Find the line containing "Query: blue knitted hat" in the data below and repeat it, along with all later lines, exactly through the last one.

◆ ◆ ◆ ◆

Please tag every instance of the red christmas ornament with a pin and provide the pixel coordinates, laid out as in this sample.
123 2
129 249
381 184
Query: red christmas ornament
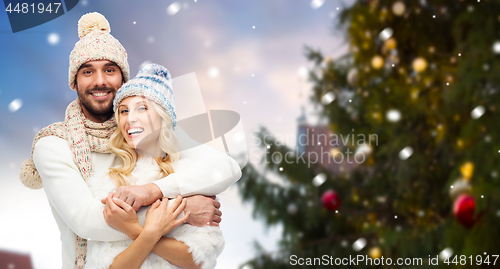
330 200
463 209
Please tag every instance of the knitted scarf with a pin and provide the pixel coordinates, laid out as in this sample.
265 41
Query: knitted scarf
84 136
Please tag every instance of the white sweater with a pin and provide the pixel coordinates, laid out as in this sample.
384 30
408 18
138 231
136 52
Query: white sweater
204 243
77 212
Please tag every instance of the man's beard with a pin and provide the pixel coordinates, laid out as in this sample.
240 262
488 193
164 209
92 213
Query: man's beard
95 107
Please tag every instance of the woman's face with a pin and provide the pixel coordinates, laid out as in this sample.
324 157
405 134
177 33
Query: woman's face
140 125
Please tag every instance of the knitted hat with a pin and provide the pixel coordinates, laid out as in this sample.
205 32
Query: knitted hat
154 83
96 44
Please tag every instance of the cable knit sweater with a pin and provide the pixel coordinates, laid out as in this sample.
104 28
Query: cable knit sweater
77 212
205 243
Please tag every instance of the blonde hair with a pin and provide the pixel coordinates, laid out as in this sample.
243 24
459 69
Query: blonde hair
168 144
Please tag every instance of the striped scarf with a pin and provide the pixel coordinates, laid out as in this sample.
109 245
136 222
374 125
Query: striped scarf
84 136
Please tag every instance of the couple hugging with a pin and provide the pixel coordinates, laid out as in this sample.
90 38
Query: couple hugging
110 167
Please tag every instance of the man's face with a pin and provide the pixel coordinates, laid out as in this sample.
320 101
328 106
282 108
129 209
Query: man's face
96 84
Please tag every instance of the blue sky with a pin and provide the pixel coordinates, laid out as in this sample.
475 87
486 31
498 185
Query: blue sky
257 77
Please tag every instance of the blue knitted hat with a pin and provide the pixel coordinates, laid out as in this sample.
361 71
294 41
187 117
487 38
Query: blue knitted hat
154 83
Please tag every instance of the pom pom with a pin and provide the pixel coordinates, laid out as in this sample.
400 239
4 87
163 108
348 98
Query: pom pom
92 22
29 175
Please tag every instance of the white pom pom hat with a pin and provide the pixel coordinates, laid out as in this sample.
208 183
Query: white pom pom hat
96 43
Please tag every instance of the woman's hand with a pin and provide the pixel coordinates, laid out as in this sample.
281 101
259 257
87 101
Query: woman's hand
122 217
160 220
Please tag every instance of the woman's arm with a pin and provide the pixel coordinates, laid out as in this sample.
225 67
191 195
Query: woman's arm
159 220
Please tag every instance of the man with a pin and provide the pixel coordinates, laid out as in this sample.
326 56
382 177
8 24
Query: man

◆ ◆ ◆ ◆

Exercise solution
Query: blue knitted hat
154 83
Please tag every instance of the pom pom with a pin and provide the pixel coordinates, laid out as in this sample.
400 239
4 87
163 108
348 98
Query: pom pom
92 22
29 175
Please tag every instance of the white pom pom hat with a pin and provide the pixel coordinates, laid out as in this sample.
208 183
Query: white pom pom hat
96 43
Please tag every instance of the woman's hand with a pin and provide the pixel coordinates, laid out as in this sample.
281 101
259 257
87 101
Query: woman's hand
122 217
160 220
Please tag every instance of the woman's arm with a pin and provide the pixel coordinates, laid out as in this sample.
225 67
191 195
Query: woman's arm
159 220
Please tag every instance of the man with a pin and provide the pixel coordinates, laid out as in this sample.
326 56
382 177
8 24
Query: man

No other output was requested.